*** DATA EXTRACT

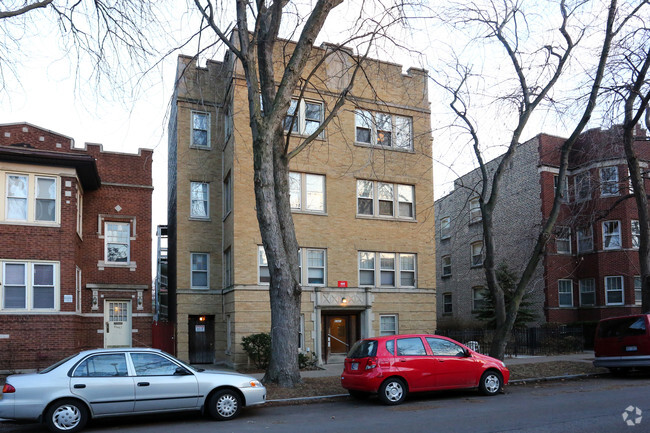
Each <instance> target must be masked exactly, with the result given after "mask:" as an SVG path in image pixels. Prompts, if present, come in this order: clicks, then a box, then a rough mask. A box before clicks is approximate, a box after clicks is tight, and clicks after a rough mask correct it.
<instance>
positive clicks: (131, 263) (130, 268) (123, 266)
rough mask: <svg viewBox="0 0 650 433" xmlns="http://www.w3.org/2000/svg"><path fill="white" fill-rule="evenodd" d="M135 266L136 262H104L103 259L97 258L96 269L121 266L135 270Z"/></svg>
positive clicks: (128, 268)
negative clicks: (99, 258)
mask: <svg viewBox="0 0 650 433" xmlns="http://www.w3.org/2000/svg"><path fill="white" fill-rule="evenodd" d="M137 267H138V265H137V263H136V262H129V263H112V262H106V261H104V260H99V261H98V262H97V269H99V270H100V271H103V270H104V269H105V268H123V269H129V270H131V271H135V270H136V269H137Z"/></svg>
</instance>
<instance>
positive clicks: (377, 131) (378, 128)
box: [354, 110, 413, 150]
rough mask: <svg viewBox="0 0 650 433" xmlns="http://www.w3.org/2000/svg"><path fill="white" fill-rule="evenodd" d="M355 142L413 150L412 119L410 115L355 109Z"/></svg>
mask: <svg viewBox="0 0 650 433" xmlns="http://www.w3.org/2000/svg"><path fill="white" fill-rule="evenodd" d="M354 118H355V130H356V132H355V140H356V142H357V144H366V145H370V146H383V147H389V148H393V149H399V150H413V134H412V124H413V121H412V119H411V118H410V117H405V116H397V115H391V114H387V113H377V112H371V111H367V110H355V112H354Z"/></svg>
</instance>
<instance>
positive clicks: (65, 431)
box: [45, 399, 88, 433]
mask: <svg viewBox="0 0 650 433" xmlns="http://www.w3.org/2000/svg"><path fill="white" fill-rule="evenodd" d="M86 422H88V409H86V406H84V404H83V403H81V402H79V401H78V400H73V399H65V400H59V401H57V402H55V403H54V404H52V405H51V406H50V407H49V408H48V409H47V412H46V413H45V423H46V424H47V426H48V428H49V429H50V430H51V431H53V432H54V433H61V432H66V433H75V432H78V431H79V430H81V429H82V428H84V426H85V425H86Z"/></svg>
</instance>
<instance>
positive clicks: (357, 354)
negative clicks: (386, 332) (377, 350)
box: [348, 340, 377, 358]
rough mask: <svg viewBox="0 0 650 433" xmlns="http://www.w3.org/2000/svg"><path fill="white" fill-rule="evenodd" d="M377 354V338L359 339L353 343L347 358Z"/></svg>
mask: <svg viewBox="0 0 650 433" xmlns="http://www.w3.org/2000/svg"><path fill="white" fill-rule="evenodd" d="M375 355H377V340H359V341H357V342H356V343H354V346H352V349H350V352H349V353H348V358H365V357H368V356H375Z"/></svg>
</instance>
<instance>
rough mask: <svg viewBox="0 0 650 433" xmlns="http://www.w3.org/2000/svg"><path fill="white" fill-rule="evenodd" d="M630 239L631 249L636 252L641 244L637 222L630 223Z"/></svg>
mask: <svg viewBox="0 0 650 433" xmlns="http://www.w3.org/2000/svg"><path fill="white" fill-rule="evenodd" d="M630 237H631V243H632V248H634V249H635V250H638V249H639V245H640V243H641V226H640V225H639V220H631V221H630Z"/></svg>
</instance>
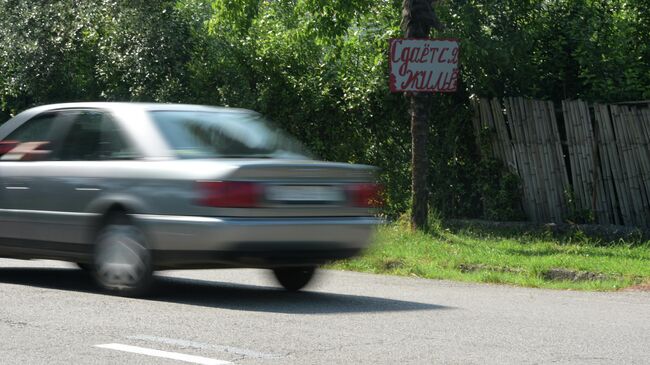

******

### ACTION ITEM
Once you have found every line above holding the word "positive", copy those lines.

### RESULT FOR THIS TASK
positive clicks: (131, 263) (130, 268) (123, 266)
positive clicks: (128, 268)
positive clicks: (377, 131) (378, 128)
positive clicks: (65, 431)
positive clicks: (357, 354)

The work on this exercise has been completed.